= Text passage =

Catholic and Orthodox have been estranged since 1054, but Pope Francis and Patriarch Bartholomew are showing fresh determination to end the schism. Francis' case for unity is different to those of his predecessors, writes John Allen.
Sometimes what a pope doesn’t say can be just as important as what he does, and such was the case in Turkey last Sunday as Pope Francis laid out his vision for unity between Catholics and Orthodox Christianity.
Francis offered several motives for pursuing closer ties, yet conspicuously absent was the imperative most often cited by more conservative Catholics and Orthodox: Making a common stand against secularism, especially permissive sexual morality.
In effect, the Pope’s case rested not on the wars of culture, but on the social gospel.
The official reason for the Pontiff’s November 28-30 trip to Turkey was to meet the Ecumenical Patriarch of Constantinople, Bartholomew I, who is considered the “first among equals” of Orthodox leaders.

Source records:
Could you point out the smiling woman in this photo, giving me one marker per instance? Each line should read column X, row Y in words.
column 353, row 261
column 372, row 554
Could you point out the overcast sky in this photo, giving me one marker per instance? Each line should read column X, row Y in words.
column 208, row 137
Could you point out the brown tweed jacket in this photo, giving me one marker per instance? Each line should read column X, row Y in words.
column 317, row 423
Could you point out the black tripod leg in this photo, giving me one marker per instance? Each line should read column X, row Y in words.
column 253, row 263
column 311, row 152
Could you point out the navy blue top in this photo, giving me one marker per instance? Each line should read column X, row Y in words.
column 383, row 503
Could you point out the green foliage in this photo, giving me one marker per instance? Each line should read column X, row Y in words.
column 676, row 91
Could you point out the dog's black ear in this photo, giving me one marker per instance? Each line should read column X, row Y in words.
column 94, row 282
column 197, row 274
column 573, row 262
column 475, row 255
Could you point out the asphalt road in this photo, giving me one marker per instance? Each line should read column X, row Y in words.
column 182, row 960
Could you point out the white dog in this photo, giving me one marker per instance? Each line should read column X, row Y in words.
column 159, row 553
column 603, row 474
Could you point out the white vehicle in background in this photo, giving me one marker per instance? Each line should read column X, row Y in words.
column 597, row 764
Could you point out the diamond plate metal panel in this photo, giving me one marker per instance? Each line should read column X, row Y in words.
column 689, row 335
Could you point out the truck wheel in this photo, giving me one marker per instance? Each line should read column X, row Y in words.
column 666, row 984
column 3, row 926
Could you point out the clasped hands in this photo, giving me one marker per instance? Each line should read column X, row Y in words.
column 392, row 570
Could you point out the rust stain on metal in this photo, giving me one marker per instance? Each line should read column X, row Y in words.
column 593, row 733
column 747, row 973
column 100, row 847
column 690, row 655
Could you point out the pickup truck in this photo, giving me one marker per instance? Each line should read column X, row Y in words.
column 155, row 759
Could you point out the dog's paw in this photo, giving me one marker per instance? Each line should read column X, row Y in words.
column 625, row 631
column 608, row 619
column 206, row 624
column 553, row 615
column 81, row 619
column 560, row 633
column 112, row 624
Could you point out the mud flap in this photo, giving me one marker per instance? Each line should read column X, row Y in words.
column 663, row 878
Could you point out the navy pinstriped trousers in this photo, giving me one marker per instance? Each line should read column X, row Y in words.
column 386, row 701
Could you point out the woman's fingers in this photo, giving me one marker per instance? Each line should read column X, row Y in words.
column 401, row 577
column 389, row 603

= Written problem =
In the article on Catholic and Orthodox unity, what was the official reason for the Pope's trip to Turkey? Please answer in one sentence. The records have no role here.

= Correct answer =
The official reason was to meet the Ecumenical Patriarch of Constantinople, Bartholomew I.